• [GIVEN PASSAGE]
***
SPAIN (Agencies): Father Pedro de Arrupe Gondra, the 28th Superior General of the Society of Jesus (The Jesuits), who led the Jesuits from 1965 to 1983, is in the process of being beatified. 
Cardinal Angelo de Donatis, the Cardinal Vicar of Rome has given the diocese of Rome approval to open the process of his beatification, announced Jesuit Superior General Arturo Sosa, S.J. at a meeting in Bilbao, Spain of Jesuits and lay associates involved with the International Association of Jesuit Universities.
Born in 1907 in the Basque region of northern Spain, Arrupe went on to medical studies at the University of Madrid with plans to become a doctor. His plans were dramatically altered during a visit to the shrine of Our Lady of Lourdes in France. Witnessing the hundreds of pilgrims seeking healing at the famed waters of the holy locale, Arrupe decided that he would become a spiritual healer and servant of God. Arrupe joined the Society of Jesus in 1927.
He was ordained in 1936 and moved to Japan in 1938 to work as a missionary. For the next 26 years, Father Arrupe served as parish priest, master of novices, vice provincial, and the first provincial of the multi-national group of Jesuits who served in Japan.
Father Arrupe was the master of novices at the Jesuit novitiate in Hiroshima, Japan, on 6 August 1945, when the United States dropped an atomic bomb, almost entirely destroying the city. Father Arrupe had been a medical student before entering the Jesuits, and he utilised his medical skills in the service of the wounded and the dying, transforming the novitiate into a makeshift hospital for over 200 severely harmed Japanese civilians. He later called the atomic attack “a permanent experience outside of history, engraved on my memory.” 
Father Arrupe served as superior general of the Society of Jesus from 1965 to 1983. The Jesuits were the largest Catholic religious order in the world at the time which numbered over 30,000 members around the world. Arrupe's famous 1973 address to Jesuit educators and students, “Men for Others,” has become a central guiding document for Jesuit education today. Arrupe was “a man of truth rooted in Christ and dedicated to mission,” Father Sosa said, “whose greatest miracle is that we are here today.”
Arrupe suffered a stroke on 7 August 1981, and soon after resigned as superior general. He died on 5 February 1991. His influence on the Society of Jesus can be seen in the countless apostolates, residences and other Jesuit initiatives (as well as those embracing the Ignatian charism) that bear his name today.
***
• [DATA EXCERPTS]
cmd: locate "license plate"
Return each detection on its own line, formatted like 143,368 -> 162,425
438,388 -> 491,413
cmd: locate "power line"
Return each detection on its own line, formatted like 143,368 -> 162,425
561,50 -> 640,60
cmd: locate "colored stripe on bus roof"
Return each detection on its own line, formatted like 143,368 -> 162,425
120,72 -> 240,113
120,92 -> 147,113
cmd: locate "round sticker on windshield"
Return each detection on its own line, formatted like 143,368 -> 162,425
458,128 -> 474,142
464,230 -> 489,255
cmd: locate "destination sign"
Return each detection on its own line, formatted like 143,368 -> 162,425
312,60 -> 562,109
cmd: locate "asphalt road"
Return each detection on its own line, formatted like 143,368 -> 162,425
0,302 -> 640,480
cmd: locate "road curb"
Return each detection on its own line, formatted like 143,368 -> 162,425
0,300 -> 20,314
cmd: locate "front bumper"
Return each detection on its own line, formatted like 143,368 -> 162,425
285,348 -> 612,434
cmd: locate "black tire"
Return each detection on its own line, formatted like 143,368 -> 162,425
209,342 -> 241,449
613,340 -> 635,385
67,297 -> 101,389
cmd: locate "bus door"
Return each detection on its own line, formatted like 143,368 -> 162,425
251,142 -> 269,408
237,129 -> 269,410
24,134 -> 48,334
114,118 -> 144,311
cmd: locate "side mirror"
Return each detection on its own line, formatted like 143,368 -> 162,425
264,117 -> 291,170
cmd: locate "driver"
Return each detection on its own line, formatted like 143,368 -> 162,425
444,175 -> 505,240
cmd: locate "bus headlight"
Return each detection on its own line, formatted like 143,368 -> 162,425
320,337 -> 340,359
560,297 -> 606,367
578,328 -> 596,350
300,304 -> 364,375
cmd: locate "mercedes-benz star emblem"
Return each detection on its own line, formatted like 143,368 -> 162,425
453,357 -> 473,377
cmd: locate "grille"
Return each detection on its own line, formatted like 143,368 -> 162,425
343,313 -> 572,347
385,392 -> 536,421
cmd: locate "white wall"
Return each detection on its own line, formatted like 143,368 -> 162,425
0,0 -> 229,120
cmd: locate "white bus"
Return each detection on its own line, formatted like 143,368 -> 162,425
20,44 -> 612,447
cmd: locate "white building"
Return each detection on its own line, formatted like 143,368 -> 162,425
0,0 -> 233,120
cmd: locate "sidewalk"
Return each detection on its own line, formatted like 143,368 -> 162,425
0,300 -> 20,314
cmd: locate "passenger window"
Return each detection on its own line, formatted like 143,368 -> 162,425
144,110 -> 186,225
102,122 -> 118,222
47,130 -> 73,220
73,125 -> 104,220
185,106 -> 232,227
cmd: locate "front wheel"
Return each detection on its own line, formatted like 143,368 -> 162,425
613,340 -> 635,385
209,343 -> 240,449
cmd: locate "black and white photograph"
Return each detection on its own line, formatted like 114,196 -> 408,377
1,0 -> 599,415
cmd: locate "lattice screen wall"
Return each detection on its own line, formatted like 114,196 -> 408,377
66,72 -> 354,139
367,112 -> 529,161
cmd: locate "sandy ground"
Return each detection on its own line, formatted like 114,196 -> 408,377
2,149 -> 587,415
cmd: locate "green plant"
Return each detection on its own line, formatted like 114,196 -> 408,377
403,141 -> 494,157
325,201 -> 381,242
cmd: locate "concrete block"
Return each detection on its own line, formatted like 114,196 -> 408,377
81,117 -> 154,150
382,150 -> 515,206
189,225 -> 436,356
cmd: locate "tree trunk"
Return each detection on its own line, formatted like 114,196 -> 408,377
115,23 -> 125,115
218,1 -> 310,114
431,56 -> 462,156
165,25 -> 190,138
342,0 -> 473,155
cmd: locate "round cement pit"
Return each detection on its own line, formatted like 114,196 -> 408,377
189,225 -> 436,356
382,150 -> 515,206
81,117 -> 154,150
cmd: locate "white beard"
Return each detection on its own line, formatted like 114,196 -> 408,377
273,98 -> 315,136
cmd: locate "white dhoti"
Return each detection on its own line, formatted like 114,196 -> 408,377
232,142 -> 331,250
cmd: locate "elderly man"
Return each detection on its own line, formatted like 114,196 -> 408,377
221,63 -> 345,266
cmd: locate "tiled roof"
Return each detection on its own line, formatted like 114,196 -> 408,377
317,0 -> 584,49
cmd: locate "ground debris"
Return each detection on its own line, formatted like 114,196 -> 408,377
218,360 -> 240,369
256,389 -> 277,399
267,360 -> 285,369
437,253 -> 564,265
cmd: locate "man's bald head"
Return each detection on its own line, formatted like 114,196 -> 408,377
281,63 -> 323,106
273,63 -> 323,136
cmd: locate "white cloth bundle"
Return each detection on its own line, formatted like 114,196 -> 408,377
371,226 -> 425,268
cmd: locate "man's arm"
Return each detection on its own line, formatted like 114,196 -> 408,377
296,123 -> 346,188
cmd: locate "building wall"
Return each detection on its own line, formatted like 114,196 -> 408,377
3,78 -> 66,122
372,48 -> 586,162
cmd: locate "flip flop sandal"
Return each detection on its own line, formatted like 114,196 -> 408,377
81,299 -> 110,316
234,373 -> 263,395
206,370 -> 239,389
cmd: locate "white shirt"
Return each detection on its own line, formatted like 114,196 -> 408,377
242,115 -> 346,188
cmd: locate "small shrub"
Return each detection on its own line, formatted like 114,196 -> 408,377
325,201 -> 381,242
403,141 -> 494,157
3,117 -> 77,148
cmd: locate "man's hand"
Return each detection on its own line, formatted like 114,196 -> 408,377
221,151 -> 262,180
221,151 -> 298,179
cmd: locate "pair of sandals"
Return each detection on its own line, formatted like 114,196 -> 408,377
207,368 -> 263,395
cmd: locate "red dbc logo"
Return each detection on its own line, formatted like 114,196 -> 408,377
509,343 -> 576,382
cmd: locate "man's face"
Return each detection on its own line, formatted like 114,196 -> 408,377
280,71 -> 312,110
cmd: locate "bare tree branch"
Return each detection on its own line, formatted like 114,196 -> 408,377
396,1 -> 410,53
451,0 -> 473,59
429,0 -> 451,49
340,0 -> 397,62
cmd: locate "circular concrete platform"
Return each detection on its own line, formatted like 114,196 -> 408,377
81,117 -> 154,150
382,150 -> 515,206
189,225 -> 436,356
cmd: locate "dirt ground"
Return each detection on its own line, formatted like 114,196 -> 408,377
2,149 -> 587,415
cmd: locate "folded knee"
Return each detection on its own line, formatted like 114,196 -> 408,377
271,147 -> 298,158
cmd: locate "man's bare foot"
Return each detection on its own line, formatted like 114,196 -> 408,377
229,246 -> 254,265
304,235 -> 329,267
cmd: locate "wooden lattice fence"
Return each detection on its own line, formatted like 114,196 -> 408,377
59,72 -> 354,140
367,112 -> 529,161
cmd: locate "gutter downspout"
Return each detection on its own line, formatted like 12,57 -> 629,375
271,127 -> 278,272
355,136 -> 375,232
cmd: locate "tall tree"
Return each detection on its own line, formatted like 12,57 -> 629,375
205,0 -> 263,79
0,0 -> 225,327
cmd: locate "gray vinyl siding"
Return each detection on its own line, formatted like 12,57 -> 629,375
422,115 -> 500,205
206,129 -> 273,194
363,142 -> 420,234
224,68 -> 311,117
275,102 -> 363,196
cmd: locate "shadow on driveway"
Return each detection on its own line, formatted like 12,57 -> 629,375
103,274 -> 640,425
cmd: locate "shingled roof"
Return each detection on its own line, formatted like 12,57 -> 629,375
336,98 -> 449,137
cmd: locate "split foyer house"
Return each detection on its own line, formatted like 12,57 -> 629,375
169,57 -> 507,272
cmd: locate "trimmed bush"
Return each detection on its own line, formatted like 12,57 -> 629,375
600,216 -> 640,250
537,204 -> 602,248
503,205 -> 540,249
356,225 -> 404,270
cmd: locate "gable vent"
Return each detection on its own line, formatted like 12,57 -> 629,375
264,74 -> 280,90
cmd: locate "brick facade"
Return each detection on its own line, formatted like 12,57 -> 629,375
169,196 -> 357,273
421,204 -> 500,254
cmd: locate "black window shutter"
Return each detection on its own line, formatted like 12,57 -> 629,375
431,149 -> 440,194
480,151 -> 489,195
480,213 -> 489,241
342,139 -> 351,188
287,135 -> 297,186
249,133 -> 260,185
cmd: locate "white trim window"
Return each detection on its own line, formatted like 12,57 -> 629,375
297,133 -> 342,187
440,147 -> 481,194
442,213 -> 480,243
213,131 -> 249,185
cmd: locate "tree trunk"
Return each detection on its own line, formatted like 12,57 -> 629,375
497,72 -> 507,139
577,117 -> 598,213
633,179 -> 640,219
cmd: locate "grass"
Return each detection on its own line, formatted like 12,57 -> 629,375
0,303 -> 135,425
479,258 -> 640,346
***
• [WHAT IS EXPECTED] According to the article on Pedro Arrupe, what did he turn the Jesuit novitiate in Hiroshima into after the atomic bombing? The records are drawn from a different source than the text.

• [EXERCISE RESULT] He turned it into a makeshift hospital for over 200 severely harmed Japanese civilians.